▶ [AIM OF THE TASK]
Reproduce word for word the lines of the records below, starting at the line that contains "Note: we are tagging the duck with" and ending at the line that contains "[(390, 365)]", with both of those lines included.

▶ [Coordinate labeling data]
◆ ◆ ◆ ◆ ◆
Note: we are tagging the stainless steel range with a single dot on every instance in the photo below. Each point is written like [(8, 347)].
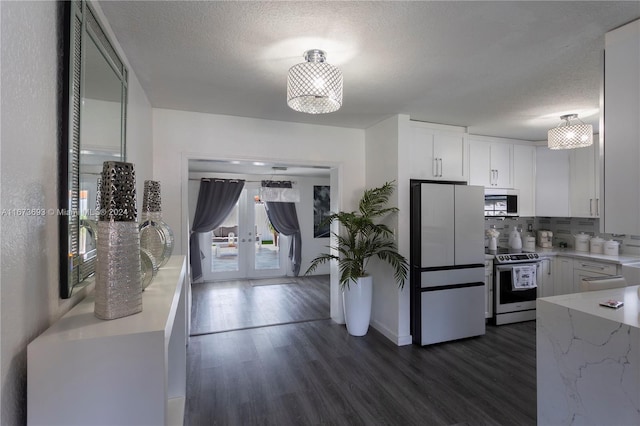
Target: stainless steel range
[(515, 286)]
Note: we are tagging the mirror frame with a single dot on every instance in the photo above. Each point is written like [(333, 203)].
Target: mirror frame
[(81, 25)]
◆ ◆ ◆ ◆ ◆
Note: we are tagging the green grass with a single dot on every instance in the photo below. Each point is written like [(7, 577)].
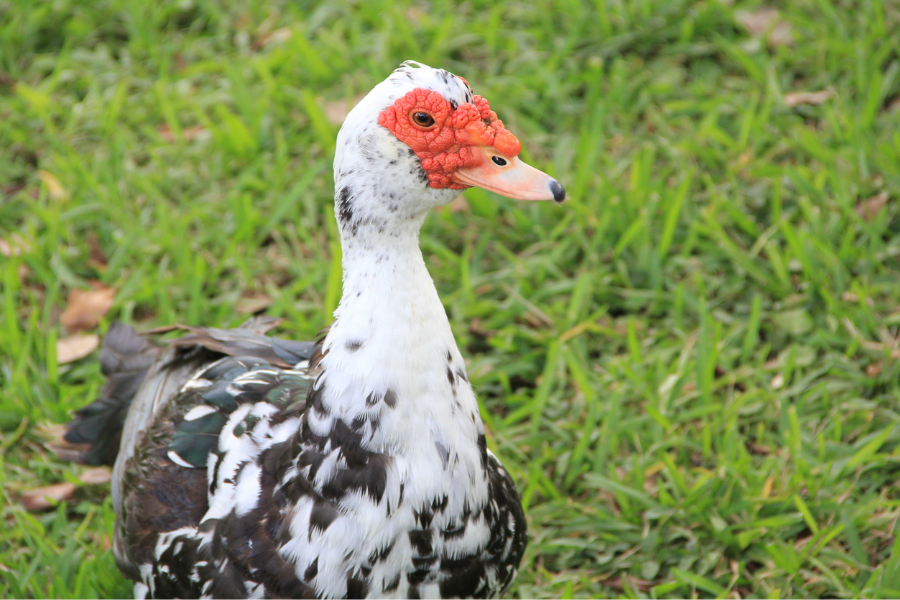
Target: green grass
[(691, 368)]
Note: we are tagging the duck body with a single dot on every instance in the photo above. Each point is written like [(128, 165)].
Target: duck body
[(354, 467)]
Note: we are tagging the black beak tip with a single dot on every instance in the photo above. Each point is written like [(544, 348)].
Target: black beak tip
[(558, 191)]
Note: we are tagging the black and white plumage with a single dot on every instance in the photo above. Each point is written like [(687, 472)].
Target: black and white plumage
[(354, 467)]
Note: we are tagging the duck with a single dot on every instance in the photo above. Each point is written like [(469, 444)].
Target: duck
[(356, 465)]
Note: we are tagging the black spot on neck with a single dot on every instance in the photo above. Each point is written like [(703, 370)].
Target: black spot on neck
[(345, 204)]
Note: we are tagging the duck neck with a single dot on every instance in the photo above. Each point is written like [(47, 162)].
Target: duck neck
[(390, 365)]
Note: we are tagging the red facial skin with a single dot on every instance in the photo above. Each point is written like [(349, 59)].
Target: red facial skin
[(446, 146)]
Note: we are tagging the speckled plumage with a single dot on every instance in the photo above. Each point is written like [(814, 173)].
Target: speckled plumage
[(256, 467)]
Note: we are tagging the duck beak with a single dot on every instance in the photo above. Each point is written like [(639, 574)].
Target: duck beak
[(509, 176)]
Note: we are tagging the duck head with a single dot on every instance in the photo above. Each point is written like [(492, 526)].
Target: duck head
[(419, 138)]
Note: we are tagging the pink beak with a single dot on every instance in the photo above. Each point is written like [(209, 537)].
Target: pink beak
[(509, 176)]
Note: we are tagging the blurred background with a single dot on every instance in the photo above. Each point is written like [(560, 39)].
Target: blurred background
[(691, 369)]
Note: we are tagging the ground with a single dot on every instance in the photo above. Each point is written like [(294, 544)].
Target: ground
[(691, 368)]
◆ ◆ ◆ ◆ ◆
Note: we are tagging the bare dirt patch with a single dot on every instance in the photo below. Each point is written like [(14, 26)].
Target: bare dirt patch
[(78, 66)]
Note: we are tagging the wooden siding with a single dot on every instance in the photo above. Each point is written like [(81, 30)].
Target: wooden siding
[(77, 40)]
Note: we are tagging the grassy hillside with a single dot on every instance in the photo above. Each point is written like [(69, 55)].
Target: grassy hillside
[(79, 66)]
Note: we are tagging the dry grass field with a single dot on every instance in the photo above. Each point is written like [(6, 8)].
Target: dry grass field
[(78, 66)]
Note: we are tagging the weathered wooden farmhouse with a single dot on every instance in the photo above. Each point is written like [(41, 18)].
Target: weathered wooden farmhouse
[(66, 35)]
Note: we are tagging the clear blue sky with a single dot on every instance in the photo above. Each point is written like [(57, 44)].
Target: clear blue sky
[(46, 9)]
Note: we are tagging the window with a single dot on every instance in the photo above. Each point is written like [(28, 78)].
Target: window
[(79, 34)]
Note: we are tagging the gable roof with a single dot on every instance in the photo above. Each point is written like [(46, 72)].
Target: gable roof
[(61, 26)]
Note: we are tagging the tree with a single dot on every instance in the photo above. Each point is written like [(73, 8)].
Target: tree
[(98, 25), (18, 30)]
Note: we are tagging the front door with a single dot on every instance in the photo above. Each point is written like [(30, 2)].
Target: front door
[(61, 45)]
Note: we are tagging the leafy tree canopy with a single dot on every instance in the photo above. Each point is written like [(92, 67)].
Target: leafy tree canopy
◆ ◆ ◆ ◆ ◆
▶ [RESULT]
Note: we are tagging the duck with a single dot on every instance in the photo above. Each point is written like [(469, 444)].
Target: duck
[(356, 465)]
Note: we are tagging the black spot on neck with a single dot on every instance in the photo above. Each point is written like [(703, 370)].
Target: black spot on neck
[(345, 204)]
Note: we are tagging the duck neck with a single dot on every instance in the photo above. Each point is written like [(47, 162)].
Target: duck neck
[(390, 365)]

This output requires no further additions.